> **Exercise details**
Transcribe the entries below exactly.

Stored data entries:

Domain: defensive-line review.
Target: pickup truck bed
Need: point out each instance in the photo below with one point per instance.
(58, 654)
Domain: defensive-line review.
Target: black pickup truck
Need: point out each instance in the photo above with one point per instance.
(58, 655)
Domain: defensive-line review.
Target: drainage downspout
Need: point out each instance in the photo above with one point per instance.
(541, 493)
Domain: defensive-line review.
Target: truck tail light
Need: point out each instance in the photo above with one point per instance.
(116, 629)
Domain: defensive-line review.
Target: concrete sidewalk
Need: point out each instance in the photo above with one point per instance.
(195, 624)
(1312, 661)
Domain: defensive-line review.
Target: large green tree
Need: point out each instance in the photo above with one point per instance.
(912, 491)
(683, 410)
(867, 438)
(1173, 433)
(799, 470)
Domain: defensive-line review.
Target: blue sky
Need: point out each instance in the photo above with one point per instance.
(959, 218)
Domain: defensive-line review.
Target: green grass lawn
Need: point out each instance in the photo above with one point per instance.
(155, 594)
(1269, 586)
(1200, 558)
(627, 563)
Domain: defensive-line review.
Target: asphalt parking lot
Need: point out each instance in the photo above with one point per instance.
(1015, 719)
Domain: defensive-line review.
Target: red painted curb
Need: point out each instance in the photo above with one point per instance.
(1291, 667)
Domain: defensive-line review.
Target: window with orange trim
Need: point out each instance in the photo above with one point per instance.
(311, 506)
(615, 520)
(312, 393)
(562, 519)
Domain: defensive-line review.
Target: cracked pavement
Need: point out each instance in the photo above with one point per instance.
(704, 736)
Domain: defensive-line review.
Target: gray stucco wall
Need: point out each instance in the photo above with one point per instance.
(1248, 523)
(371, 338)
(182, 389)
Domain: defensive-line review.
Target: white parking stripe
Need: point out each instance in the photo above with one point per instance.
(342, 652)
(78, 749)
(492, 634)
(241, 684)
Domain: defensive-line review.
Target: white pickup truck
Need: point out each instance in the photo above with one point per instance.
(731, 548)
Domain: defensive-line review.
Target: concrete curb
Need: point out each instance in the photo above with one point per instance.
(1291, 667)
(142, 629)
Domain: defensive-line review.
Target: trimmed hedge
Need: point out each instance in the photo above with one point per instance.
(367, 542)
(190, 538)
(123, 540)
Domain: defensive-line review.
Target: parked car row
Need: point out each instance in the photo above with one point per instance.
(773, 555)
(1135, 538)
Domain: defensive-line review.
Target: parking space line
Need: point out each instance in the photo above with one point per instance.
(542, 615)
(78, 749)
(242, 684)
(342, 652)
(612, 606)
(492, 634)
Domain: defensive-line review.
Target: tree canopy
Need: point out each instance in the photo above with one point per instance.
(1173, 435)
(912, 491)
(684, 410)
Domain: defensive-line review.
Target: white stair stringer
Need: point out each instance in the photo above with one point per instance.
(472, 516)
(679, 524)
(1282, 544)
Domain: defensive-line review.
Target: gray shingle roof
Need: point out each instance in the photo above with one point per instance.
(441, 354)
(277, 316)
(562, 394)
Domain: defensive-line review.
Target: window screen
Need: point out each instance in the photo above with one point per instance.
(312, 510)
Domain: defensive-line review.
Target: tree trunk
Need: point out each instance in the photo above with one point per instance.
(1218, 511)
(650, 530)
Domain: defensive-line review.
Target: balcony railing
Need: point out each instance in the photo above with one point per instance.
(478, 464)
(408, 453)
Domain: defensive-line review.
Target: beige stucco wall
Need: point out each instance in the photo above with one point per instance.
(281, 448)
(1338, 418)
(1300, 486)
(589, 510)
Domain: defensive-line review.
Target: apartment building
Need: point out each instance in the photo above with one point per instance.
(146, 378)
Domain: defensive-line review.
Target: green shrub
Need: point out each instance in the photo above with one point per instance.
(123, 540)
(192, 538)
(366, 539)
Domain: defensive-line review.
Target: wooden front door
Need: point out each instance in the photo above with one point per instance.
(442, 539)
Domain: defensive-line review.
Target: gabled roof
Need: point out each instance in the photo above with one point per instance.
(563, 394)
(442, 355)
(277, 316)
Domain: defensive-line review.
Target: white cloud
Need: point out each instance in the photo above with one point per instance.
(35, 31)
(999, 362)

> **Answer for the task**
Domain: defensive-line review.
Target: pickup truck bed
Need: point out each instance in the photo below with one point per instance.
(58, 654)
Domain: defensive-line review.
Target: black pickup truck
Need: point out each instance in the photo above with one point per instance.
(58, 655)
Domain: defensive-line review.
Target: drainage downspout
Need: point out each instance in the photo above with one point per instance.
(541, 493)
Domain: defensive-line review.
Target: truck tail light
Need: point out each instance in the photo above with one point per instance.
(116, 629)
Domain: defensive-line review.
Target: concrete sidewalk
Need: point out each instance in the photo above with one point per instance.
(195, 624)
(1312, 661)
Domain: defensive-line review.
Target: large green tree
Need: point out each instance in the photo above with one point per instance.
(912, 491)
(683, 410)
(867, 438)
(1173, 433)
(799, 470)
Domain: defensive-line review.
Target: blue sky
Need: point out each instance in the photo above with one point per instance.
(959, 218)
Domain: defensive-line review.
Target: green grass lawn
Need: point out each instance in the photo above with one point per instance.
(155, 594)
(1269, 586)
(1200, 558)
(627, 563)
Domain: defensive-line review.
Target: asphalt parking lot
Need: point out each instance in the photo above with one point per instance.
(1015, 719)
Domain: defensive-line review.
Target: red painted curb
Need: point out each instance in the photo above with one point per instance.
(1291, 667)
Domain: defensive-line review.
Target: window with orange trim
Need: point out each instance in the photo above with one point per instance.
(311, 506)
(615, 520)
(312, 393)
(562, 519)
Domain: defensive-line review.
Target: cracked pavement
Need: point out each instance in the photo above with one point per instance.
(704, 736)
Domain: defensive-line review.
Target: gray stucco wall
Need: point out each instance in the photo above with one point per instance.
(1248, 523)
(371, 338)
(182, 389)
Domain: defensive-line review.
Target: white parking stripe
Need: point out each instance in the photo above with one point per instance.
(342, 652)
(78, 749)
(492, 634)
(241, 684)
Domain: defensive-line review.
Target: white pickup truck
Need: point out each instance in the photo above with one point per instance.
(731, 548)
Domain: defensive-line review.
Target: concrete curb
Need: point out each instance in the photo above with one point per instance.
(1291, 667)
(142, 629)
Domain: defensive-line review.
Target: trimmed hedge
Need: point out each instance in the photo above with one point per instance.
(367, 542)
(190, 538)
(123, 540)
Domain: defensive-line review.
Target: parked car row
Need: point out each instance in the photo above with one point per instance.
(773, 555)
(1135, 538)
Domain: defensive-line review.
Target: parking space line
Need: point out each instance in the photo above with one point per instance.
(542, 615)
(78, 749)
(242, 684)
(342, 652)
(612, 606)
(492, 634)
Domain: defensive-line review.
Target: tree canopy
Need: point out each instance in the photo above with one point per instance.
(1173, 435)
(912, 491)
(684, 410)
Domain: defensive-line review.
Target: white stair stringer
Need: point out each instance in the photo above with one point per instance.
(472, 516)
(679, 524)
(1282, 544)
Domain: defensive-line review.
Target: gray shingle roof
Need: point out each instance in the photo above with one point per instance.
(441, 354)
(277, 316)
(562, 394)
Domain: defensive-line review.
Target: window screen
Need: point out each instance in the photo above with one point per instance.
(312, 510)
Domain: defensive-line review.
Target: tree trunk
Need: point out each instance in the photo above with one point per instance.
(1218, 511)
(650, 530)
Domain: defensive-line review.
Target: balcony railing
Need: point out each instance in the photo above with one point per instance.
(478, 464)
(408, 453)
Domain: defensive-line review.
Target: beige stucco wall
Need: point out each instance in the photo above with one point per instance.
(281, 448)
(1338, 418)
(1300, 486)
(589, 510)
Domain: defensive-line review.
Target: apartment building
Need: point out each instance in the photo above with one point per instance.
(146, 378)
Domain: defensive-line review.
Target: green shrub
Need: point out each instance in the photo above with one point per instance.
(123, 540)
(192, 538)
(366, 539)
Domain: defensive-line review.
Target: wooden front door
Need: point out each instance in the photo above with one point per instance.
(442, 539)
Domain: defensive-line review.
Target: gabled roof
Need: point out each instance in the photo above with one point per instance.
(563, 394)
(442, 355)
(277, 316)
Domain: defensive-line review.
Target: white cloud
Need: point out each instance in the photo above with one point per instance.
(35, 31)
(999, 362)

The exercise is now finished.